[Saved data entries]
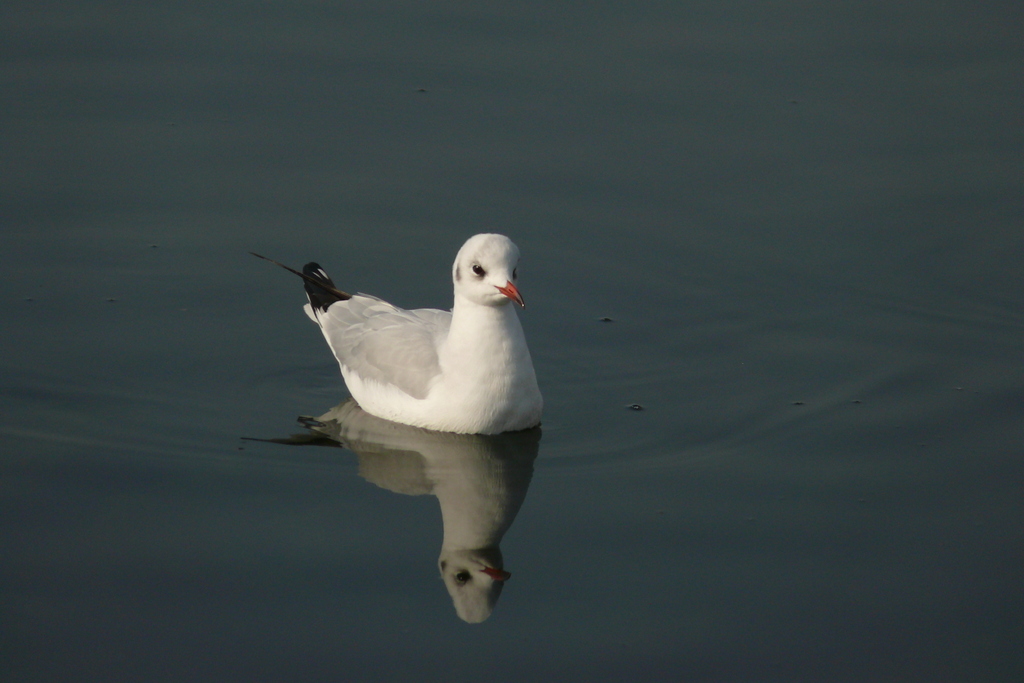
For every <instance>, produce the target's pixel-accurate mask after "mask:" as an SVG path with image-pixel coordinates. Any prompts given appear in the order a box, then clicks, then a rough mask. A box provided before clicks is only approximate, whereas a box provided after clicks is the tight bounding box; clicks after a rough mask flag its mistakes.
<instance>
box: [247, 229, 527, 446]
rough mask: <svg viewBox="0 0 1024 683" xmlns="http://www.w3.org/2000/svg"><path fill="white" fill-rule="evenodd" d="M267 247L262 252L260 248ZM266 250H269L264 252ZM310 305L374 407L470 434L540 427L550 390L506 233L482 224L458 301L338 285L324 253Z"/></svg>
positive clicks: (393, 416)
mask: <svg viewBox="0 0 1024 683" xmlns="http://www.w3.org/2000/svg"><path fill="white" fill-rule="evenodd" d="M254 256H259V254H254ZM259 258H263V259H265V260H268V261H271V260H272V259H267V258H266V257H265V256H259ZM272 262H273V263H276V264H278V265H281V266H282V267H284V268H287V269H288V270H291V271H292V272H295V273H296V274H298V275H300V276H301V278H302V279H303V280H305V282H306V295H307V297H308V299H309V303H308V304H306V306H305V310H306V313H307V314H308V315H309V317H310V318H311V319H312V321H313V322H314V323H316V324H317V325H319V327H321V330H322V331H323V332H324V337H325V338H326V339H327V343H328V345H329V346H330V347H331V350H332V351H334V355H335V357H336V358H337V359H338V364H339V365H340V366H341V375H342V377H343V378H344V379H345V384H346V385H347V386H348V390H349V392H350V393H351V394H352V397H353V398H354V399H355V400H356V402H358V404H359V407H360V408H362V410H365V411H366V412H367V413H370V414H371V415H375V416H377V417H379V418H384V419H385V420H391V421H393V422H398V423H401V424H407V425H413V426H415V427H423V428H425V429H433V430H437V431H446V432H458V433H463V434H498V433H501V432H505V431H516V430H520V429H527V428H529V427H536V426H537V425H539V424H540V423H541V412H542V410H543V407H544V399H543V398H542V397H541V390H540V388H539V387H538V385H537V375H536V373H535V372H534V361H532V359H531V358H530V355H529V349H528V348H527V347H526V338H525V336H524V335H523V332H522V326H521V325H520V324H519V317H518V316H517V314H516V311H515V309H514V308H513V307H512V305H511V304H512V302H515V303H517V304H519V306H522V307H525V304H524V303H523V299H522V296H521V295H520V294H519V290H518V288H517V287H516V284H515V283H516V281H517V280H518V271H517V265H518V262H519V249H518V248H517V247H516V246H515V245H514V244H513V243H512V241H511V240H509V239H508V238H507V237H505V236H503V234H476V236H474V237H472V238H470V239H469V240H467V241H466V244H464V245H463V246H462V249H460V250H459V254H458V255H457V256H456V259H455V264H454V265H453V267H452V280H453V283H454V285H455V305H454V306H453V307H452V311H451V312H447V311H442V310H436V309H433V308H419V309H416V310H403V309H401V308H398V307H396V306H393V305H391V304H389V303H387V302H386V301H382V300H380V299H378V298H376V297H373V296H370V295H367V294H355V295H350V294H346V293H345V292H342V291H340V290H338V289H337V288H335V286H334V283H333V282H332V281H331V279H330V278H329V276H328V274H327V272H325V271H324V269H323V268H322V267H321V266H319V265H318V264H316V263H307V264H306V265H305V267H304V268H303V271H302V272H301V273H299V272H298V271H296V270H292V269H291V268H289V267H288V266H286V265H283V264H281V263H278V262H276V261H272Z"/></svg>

==

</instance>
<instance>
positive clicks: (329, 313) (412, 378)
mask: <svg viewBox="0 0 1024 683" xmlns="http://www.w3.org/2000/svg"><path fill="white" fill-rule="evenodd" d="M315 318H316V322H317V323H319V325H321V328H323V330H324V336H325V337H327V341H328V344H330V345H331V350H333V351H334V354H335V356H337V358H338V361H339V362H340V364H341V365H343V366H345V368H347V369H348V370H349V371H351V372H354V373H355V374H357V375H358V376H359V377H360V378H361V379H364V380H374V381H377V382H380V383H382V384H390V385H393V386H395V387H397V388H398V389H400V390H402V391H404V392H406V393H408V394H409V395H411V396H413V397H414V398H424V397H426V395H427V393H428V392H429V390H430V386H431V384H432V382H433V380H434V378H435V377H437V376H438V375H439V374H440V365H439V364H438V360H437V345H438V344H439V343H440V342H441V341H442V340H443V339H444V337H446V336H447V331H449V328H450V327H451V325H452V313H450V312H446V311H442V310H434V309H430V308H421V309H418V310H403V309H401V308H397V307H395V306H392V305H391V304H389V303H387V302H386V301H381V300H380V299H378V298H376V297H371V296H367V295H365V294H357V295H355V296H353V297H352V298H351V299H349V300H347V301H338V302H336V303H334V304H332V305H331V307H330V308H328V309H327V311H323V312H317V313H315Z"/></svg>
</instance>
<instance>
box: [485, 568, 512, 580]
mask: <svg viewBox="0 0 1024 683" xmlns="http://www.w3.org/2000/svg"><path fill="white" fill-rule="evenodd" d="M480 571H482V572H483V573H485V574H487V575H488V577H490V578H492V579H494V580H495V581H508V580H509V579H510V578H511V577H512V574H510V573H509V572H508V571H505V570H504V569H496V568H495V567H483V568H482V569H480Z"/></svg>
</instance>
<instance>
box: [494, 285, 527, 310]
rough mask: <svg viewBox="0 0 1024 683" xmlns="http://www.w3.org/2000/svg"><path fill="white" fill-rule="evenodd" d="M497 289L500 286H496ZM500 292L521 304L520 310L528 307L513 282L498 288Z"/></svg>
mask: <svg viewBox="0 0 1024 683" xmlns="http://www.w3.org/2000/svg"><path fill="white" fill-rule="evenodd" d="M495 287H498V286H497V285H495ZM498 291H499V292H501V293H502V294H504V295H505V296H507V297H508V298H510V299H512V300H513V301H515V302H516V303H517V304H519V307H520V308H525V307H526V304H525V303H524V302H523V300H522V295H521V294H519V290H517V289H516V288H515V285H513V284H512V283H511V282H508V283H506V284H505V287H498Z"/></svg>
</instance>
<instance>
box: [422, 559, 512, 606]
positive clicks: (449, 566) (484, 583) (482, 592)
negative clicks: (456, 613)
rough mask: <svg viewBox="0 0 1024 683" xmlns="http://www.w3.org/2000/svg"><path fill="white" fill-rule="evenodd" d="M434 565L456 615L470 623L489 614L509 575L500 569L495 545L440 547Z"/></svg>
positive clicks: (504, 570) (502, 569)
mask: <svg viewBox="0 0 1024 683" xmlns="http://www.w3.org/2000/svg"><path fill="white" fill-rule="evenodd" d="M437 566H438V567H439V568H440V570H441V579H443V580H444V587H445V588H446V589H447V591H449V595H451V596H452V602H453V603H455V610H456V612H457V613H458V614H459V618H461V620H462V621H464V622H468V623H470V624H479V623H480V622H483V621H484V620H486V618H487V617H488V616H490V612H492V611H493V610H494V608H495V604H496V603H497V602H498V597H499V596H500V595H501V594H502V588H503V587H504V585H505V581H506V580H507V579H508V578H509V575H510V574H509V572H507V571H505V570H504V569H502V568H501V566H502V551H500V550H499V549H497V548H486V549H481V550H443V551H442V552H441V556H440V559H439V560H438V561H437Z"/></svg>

• [What you need to do]
From the records above, repeat exactly the lines from the one with "box: [247, 229, 527, 446]" through the one with "247L262 252L260 248ZM266", both included.

• [Solution below]
box: [247, 229, 527, 446]
rough mask: <svg viewBox="0 0 1024 683" xmlns="http://www.w3.org/2000/svg"><path fill="white" fill-rule="evenodd" d="M267 247L262 252L260 248ZM266 250H269L264 252ZM310 305L374 407L470 434L540 427L550 390L506 233L482 224L458 301L338 285L324 253Z"/></svg>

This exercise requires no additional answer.